### The problem
Wherever "foliage" appears in the records below, copy the line that holds it.

### Record set
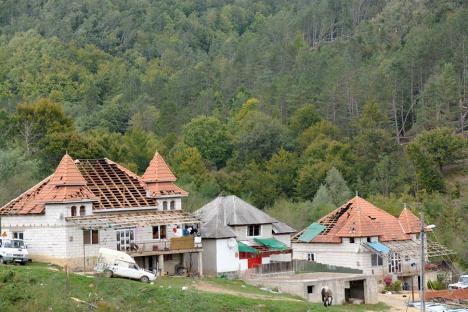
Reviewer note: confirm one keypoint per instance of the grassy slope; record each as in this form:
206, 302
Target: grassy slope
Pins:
37, 288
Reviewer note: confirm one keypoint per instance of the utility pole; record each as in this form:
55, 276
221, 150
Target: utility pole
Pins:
423, 262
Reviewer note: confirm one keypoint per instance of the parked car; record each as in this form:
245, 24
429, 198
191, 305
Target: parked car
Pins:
118, 263
461, 284
13, 250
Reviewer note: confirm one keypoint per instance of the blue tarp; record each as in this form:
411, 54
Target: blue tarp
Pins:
379, 247
311, 231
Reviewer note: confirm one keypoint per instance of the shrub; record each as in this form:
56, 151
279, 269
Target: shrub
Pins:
436, 285
395, 286
7, 276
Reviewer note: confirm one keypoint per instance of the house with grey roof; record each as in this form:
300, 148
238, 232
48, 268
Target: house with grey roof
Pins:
237, 236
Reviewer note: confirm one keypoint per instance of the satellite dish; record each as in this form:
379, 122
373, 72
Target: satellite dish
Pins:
232, 243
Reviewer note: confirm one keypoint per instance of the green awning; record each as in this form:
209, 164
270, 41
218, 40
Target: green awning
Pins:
271, 243
245, 248
311, 232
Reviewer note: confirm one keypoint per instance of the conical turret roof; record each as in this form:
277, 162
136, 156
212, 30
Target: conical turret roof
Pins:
158, 171
67, 173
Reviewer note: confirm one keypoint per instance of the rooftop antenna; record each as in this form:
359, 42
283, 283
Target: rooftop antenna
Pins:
423, 262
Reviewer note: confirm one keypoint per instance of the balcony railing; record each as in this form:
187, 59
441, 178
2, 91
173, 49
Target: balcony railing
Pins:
174, 243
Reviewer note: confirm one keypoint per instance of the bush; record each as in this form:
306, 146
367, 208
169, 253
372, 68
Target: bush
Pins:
7, 276
395, 286
436, 285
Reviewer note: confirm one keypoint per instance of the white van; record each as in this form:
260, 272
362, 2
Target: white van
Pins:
118, 263
13, 250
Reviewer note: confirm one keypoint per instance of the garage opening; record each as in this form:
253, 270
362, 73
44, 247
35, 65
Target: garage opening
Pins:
355, 292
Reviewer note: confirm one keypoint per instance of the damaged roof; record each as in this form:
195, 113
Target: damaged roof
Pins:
102, 181
360, 218
224, 211
65, 185
159, 178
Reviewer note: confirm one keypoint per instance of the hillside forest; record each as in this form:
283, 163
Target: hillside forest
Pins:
295, 105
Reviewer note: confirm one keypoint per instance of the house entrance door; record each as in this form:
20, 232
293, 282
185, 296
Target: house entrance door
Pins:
125, 239
254, 262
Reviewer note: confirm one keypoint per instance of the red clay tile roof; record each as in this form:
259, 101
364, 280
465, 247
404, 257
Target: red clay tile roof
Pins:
411, 224
65, 185
116, 186
159, 178
165, 189
158, 171
67, 173
359, 218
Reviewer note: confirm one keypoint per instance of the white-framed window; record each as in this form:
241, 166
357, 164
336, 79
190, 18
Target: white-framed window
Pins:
18, 235
376, 260
394, 263
253, 230
159, 232
125, 239
90, 237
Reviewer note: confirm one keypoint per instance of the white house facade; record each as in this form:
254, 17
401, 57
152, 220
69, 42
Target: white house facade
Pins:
91, 203
361, 236
237, 236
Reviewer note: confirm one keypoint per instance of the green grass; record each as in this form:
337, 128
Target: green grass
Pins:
37, 288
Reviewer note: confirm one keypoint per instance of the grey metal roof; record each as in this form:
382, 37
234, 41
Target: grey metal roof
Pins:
224, 211
282, 228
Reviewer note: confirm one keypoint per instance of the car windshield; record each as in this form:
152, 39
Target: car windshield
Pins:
14, 243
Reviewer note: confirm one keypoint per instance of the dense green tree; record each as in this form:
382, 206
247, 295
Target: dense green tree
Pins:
304, 118
322, 203
34, 123
337, 188
257, 186
210, 137
283, 168
442, 145
17, 172
259, 137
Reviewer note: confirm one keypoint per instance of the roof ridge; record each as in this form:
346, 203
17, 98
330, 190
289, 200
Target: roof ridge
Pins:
67, 173
158, 170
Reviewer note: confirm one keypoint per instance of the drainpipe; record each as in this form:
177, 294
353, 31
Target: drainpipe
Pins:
422, 237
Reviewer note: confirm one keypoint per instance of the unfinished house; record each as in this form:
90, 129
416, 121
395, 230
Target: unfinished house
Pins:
237, 236
359, 235
91, 203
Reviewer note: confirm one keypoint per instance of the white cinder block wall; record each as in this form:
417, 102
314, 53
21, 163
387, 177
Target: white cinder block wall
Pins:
227, 258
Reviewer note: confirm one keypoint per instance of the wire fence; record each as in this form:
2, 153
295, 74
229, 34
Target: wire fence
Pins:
298, 266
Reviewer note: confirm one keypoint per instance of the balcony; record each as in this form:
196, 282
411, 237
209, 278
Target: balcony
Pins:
164, 246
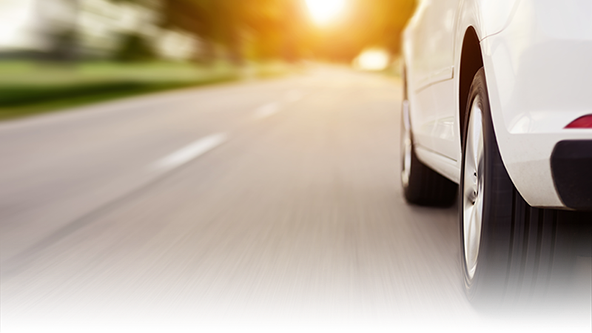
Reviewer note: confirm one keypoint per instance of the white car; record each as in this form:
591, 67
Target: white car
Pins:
498, 108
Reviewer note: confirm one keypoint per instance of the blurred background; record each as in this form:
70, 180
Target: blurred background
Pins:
59, 53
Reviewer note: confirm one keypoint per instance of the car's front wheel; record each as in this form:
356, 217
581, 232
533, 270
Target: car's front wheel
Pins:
516, 258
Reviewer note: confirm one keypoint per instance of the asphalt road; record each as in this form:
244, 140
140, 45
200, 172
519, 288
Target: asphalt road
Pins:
271, 204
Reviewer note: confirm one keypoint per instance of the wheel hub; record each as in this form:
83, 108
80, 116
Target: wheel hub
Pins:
473, 188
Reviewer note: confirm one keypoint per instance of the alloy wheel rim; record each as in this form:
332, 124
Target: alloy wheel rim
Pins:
406, 145
473, 188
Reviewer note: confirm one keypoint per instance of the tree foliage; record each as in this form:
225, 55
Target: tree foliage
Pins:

### Result of the task
Reviewer note: confirm one keypoint per instance of the tree foliage; record each as in this form:
Target: tree foliage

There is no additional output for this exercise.